Which lines in the records below contain the word "positive"? Return each of them.

(Records from a dataset)
>>>
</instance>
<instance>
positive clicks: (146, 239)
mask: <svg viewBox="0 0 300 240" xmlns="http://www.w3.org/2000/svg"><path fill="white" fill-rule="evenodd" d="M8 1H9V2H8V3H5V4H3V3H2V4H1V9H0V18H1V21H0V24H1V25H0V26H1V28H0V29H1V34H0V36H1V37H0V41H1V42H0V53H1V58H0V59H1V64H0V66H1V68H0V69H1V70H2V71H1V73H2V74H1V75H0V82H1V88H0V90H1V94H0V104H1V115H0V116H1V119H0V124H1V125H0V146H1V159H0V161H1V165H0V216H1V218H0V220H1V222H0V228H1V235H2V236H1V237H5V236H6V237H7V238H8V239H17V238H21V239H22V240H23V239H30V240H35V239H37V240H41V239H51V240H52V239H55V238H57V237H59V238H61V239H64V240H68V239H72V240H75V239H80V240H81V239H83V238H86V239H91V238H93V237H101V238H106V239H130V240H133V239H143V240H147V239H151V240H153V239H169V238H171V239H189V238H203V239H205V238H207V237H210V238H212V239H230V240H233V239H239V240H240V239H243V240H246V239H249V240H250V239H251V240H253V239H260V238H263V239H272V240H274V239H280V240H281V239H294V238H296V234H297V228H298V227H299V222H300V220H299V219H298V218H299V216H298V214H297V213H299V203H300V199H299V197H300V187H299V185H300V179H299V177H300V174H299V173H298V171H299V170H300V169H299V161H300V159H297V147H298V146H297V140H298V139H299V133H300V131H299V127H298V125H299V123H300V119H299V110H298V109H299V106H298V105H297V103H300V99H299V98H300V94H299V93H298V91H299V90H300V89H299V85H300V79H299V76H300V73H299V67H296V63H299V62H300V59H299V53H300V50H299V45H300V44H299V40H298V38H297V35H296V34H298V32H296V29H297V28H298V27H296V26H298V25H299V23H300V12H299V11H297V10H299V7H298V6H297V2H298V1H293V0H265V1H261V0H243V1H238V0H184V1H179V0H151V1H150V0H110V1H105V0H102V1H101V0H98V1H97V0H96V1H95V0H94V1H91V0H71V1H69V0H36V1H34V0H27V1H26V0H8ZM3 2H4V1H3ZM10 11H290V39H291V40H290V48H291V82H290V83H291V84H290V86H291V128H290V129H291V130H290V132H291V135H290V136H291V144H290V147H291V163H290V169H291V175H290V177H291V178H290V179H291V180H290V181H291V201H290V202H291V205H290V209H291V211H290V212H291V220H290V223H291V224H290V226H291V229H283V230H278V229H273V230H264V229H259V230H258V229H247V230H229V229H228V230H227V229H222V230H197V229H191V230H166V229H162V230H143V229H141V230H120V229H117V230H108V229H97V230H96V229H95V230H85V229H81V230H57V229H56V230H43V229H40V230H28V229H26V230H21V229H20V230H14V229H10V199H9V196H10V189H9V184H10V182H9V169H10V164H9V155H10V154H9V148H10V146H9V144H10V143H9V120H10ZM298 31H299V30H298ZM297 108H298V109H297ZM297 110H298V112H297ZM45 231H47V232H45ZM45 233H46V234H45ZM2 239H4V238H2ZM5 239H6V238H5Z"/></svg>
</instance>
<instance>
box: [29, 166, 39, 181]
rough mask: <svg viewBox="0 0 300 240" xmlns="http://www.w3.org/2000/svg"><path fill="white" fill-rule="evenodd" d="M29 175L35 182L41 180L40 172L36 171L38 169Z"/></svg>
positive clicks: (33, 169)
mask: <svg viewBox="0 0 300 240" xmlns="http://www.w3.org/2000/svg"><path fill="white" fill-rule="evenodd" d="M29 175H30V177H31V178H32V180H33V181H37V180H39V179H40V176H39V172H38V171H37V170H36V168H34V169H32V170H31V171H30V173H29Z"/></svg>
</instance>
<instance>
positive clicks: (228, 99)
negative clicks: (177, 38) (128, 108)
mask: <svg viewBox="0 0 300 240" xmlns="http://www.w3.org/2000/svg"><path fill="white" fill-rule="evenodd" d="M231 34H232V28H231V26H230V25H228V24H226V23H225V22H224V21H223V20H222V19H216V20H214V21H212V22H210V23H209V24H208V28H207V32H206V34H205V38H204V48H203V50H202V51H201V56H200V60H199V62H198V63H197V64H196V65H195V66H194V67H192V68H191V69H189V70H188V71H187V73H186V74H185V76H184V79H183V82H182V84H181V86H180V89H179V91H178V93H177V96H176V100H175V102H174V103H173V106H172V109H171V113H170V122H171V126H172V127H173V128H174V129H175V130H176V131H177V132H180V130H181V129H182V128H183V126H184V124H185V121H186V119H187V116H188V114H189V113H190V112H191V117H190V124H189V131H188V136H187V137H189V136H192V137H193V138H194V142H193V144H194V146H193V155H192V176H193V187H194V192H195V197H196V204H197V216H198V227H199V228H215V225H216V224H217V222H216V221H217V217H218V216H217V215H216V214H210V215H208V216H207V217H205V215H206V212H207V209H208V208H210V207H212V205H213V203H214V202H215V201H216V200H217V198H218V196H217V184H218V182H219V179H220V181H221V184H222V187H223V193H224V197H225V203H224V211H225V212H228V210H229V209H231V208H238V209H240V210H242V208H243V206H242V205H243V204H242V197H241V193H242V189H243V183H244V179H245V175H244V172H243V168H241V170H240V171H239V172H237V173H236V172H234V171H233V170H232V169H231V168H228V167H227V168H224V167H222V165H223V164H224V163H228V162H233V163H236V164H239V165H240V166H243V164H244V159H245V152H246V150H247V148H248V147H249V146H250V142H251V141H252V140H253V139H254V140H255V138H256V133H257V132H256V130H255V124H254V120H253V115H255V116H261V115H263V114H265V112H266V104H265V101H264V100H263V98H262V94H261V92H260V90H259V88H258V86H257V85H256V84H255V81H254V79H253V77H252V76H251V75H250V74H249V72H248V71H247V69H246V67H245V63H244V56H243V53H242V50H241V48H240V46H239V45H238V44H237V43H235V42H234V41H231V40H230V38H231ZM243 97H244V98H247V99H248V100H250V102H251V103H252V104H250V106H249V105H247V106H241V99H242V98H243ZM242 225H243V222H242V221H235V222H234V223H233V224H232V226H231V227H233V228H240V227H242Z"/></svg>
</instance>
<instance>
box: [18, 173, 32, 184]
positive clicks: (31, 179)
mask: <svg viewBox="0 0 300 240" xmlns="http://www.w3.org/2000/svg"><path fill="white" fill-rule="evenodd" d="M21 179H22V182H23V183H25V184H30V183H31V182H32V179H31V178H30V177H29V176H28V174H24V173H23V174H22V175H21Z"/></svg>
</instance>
<<<
- **ANSWER TO THIS EXERCISE**
positive clicks: (146, 239)
positive clicks: (33, 169)
positive clicks: (228, 99)
positive clicks: (31, 179)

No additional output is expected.